_QUÉ SE PIDE:_ Actualiza los registros poniendo "black wheel" donde dice "black tire" y deja todo lo demás tal cual.

————————

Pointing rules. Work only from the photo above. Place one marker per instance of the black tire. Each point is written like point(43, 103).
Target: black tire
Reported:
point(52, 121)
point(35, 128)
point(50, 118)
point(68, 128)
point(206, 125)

————————

_RESULTADO:_
Pointing rules. Work only from the photo above. Place one marker per instance of the black wheel. Each point is written like point(43, 103).
Target: black wheel
Reported:
point(52, 121)
point(35, 128)
point(50, 118)
point(68, 128)
point(206, 125)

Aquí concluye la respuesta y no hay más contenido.